**CHALLENGE:** Convert all the records below into a single numbered list with one line per item, dropping any blank lines.

━━━━━ DATA SUPPLIED

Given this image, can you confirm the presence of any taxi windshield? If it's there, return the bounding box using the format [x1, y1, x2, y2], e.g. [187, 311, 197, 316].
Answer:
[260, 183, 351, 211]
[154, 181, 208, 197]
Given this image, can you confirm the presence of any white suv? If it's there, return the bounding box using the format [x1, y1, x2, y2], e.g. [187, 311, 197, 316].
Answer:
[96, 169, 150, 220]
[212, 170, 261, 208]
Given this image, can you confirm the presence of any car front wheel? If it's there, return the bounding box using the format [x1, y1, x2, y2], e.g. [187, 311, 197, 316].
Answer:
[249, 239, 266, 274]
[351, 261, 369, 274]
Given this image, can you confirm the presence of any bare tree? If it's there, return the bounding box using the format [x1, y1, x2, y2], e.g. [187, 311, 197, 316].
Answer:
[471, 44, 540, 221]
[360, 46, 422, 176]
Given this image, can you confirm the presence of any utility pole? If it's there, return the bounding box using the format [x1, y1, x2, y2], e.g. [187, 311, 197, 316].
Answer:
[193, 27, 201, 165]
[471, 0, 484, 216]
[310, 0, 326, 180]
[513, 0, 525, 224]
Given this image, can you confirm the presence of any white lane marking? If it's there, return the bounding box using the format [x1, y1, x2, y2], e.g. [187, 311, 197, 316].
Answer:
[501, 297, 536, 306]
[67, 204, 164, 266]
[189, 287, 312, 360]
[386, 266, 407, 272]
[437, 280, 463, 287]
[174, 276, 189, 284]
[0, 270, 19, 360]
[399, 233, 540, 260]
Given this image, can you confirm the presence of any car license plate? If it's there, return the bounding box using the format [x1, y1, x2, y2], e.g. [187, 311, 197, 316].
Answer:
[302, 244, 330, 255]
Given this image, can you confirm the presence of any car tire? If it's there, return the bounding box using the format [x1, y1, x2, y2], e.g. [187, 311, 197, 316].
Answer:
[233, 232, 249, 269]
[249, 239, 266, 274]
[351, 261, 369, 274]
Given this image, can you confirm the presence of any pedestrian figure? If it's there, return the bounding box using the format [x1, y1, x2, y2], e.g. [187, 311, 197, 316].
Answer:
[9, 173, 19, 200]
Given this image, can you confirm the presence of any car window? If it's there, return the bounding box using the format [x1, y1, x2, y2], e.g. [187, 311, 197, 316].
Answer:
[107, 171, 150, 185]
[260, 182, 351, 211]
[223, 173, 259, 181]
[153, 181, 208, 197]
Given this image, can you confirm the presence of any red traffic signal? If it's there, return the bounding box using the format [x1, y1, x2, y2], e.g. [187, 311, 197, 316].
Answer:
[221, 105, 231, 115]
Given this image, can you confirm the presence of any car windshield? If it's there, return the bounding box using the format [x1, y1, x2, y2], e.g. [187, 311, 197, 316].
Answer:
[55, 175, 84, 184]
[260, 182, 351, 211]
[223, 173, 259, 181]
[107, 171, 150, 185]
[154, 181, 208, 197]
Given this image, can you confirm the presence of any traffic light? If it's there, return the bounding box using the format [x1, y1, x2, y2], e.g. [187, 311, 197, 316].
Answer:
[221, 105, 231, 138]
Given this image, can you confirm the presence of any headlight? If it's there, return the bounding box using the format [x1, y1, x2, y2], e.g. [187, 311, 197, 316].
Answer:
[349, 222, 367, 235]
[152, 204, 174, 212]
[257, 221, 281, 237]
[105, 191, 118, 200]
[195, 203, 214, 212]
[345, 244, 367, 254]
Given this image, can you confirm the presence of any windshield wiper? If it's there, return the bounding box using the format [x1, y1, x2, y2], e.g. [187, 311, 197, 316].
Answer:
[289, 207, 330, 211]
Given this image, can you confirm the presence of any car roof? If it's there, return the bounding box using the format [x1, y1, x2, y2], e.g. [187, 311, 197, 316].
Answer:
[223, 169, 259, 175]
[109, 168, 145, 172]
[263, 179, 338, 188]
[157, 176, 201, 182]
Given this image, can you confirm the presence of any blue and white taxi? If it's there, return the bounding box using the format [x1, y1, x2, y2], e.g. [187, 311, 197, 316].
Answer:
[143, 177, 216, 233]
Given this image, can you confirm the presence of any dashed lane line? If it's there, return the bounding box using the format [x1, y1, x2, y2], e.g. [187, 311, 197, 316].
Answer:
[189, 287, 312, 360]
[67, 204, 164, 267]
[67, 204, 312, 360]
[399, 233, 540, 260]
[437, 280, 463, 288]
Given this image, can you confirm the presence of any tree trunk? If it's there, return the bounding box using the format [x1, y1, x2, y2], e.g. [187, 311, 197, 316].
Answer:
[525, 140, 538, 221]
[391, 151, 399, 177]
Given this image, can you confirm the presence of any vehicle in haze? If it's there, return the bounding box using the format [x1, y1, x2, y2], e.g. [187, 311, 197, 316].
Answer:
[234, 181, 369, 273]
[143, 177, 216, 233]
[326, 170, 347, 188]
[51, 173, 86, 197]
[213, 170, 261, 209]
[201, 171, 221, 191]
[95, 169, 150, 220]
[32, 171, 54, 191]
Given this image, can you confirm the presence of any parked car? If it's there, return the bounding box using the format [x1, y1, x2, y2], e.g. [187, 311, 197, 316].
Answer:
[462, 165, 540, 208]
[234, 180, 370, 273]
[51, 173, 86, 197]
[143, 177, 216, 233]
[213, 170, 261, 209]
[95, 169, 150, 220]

━━━━━━━━━━

**ANSWER:**
1. Given this image, can you confirm the presence of any taxi windshield? If it's there, return the bounding box using the format [x1, y1, x2, y2], e.g. [187, 311, 197, 316].
2. Answer:
3. [260, 183, 351, 211]
4. [154, 181, 208, 197]
5. Given this image, can you confirm the presence of any white suv? If it's there, return the bounding box using the format [x1, y1, x2, y2], e.g. [187, 311, 197, 316].
6. Answer:
7. [96, 169, 150, 220]
8. [212, 170, 261, 208]
9. Given this image, can you confirm the presence of any car front wheel? If it's there, return the bounding box using the format [x1, y1, x2, y2], e.g. [187, 311, 197, 316].
10. Answer:
11. [249, 239, 266, 274]
12. [351, 261, 369, 274]
13. Given this image, can you confirm the presence of any bare tree? If it's there, return the bounding box using the format [x1, y1, x2, y2], e.g. [187, 311, 197, 316].
14. Answer:
15. [471, 44, 540, 221]
16. [360, 46, 422, 176]
17. Given this image, can you confirm the presence of any utility pole? If it's there, return the bounding box using the format [x1, y1, x2, y2], e.g. [187, 311, 197, 316].
18. Answer:
19. [193, 27, 201, 165]
20. [471, 0, 484, 216]
21. [310, 0, 326, 180]
22. [513, 0, 525, 224]
23. Given this image, can you confirm the presence of any white lane marking? If it's there, return the bounding box using the format [x1, y1, x2, y2], e.g. [187, 311, 197, 316].
24. Answer:
25. [501, 297, 536, 306]
26. [67, 204, 164, 266]
27. [189, 287, 312, 360]
28. [386, 266, 407, 272]
29. [437, 280, 463, 287]
30. [174, 276, 189, 284]
31. [0, 270, 19, 360]
32. [399, 233, 540, 260]
33. Given this image, can you confirm the presence of any car license plate? If it's there, return the bounding box using the format [x1, y1, x2, y2], e.g. [187, 311, 197, 316].
34. Answer:
35. [302, 244, 330, 255]
36. Given this image, can you confirm the presence of any car tire? If it's there, return the bounding box using the format [x1, y1, x2, y2], e.g. [187, 311, 197, 316].
37. Answer:
38. [233, 232, 249, 269]
39. [249, 239, 266, 274]
40. [351, 261, 369, 274]
41. Given this image, can you confirm the presence of any pedestrian figure? If it's there, return the bounding box using the format [x1, y1, x2, y2], e.g. [187, 311, 197, 316].
42. Answer:
43. [9, 173, 19, 200]
44. Given this image, can you confirm the presence of any car window? If it's there, return the bounding box using the format [x1, y1, x2, y2], e.g. [187, 311, 197, 316].
45. Answer:
46. [107, 171, 150, 185]
47. [260, 182, 351, 211]
48. [223, 173, 259, 181]
49. [153, 181, 208, 197]
50. Given this image, can you confirm the presence of any red traffic signal? If it's there, return the bounding box using the format [x1, y1, x2, y2], e.g. [187, 311, 197, 316].
51. Answer:
52. [221, 105, 231, 115]
53. Given this image, can you confirm the presence of any car windshield? If it's there, return the bounding box using the format [x1, y1, x2, y2], e.g. [187, 311, 197, 316].
54. Answer:
55. [55, 175, 84, 184]
56. [260, 182, 351, 211]
57. [223, 173, 259, 181]
58. [107, 171, 150, 185]
59. [154, 181, 208, 197]
60. Given this image, can you confirm the presence of any traffic light? If it's there, return the bounding box using the format [x1, y1, x2, y2], e.g. [187, 311, 197, 316].
61. Answer:
62. [221, 105, 231, 138]
63. Given this image, can you confirm the presence of any headlight? If it's there, return the bounding box using the format [x1, y1, x2, y2], e.g. [187, 311, 197, 316].
64. Answer:
65. [349, 222, 367, 235]
66. [152, 204, 174, 212]
67. [257, 221, 281, 237]
68. [105, 191, 118, 200]
69. [195, 203, 214, 212]
70. [345, 244, 367, 254]
71. Given this image, can you confirm the presence of any windshield wiper? If it's there, return the bounding box using the format [x1, y1, x2, y2], e.g. [187, 311, 197, 316].
72. Answer:
73. [289, 207, 330, 211]
74. Given this image, can you confirm the presence of any car roof? If it's there, return the bounding box using the format [x1, y1, x2, y2], e.g. [187, 311, 197, 316].
75. Answer:
76. [223, 169, 259, 175]
77. [109, 168, 145, 172]
78. [263, 179, 338, 188]
79. [157, 176, 201, 182]
80. Given this image, can you confirm the presence of any blue and white taxi? If it's there, return the bounding box using the format [x1, y1, x2, y2], e.g. [187, 311, 197, 316].
81. Answer:
82. [143, 177, 216, 233]
83. Given this image, can you confirm the presence of any dashed lane line? If it's there, return the bounding box using the format [x1, y1, x2, y2], e.g. [187, 311, 197, 316].
84. Answer:
85. [189, 287, 312, 360]
86. [67, 204, 164, 267]
87. [67, 204, 312, 360]
88. [399, 233, 540, 260]
89. [437, 280, 463, 288]
90. Given this image, can you confirm the presence of any tree trunk? If it's there, return the bounding box using the format [x1, y1, x2, y2], e.g. [187, 311, 197, 316].
91. Answer:
92. [525, 140, 538, 221]
93. [391, 151, 399, 177]
94. Given this image, can you confirm the presence of any vehicle in haze? If it's there, return the bounding box using the format [x1, y1, x2, y2], e.g. [187, 311, 197, 316].
95. Answer:
96. [234, 181, 369, 273]
97. [143, 177, 216, 233]
98. [326, 170, 347, 188]
99. [51, 173, 86, 197]
100. [213, 170, 261, 209]
101. [201, 171, 221, 191]
102. [95, 169, 150, 220]
103. [32, 171, 54, 191]
104. Given this image, can you confirm the presence of any parked car? If it's there, return the bounding box using the format [x1, y1, x2, y2], e.g. [187, 311, 197, 316].
105. Answer:
106. [462, 165, 540, 208]
107. [234, 180, 370, 273]
108. [51, 173, 86, 197]
109. [143, 177, 216, 233]
110. [213, 170, 261, 209]
111. [95, 169, 150, 220]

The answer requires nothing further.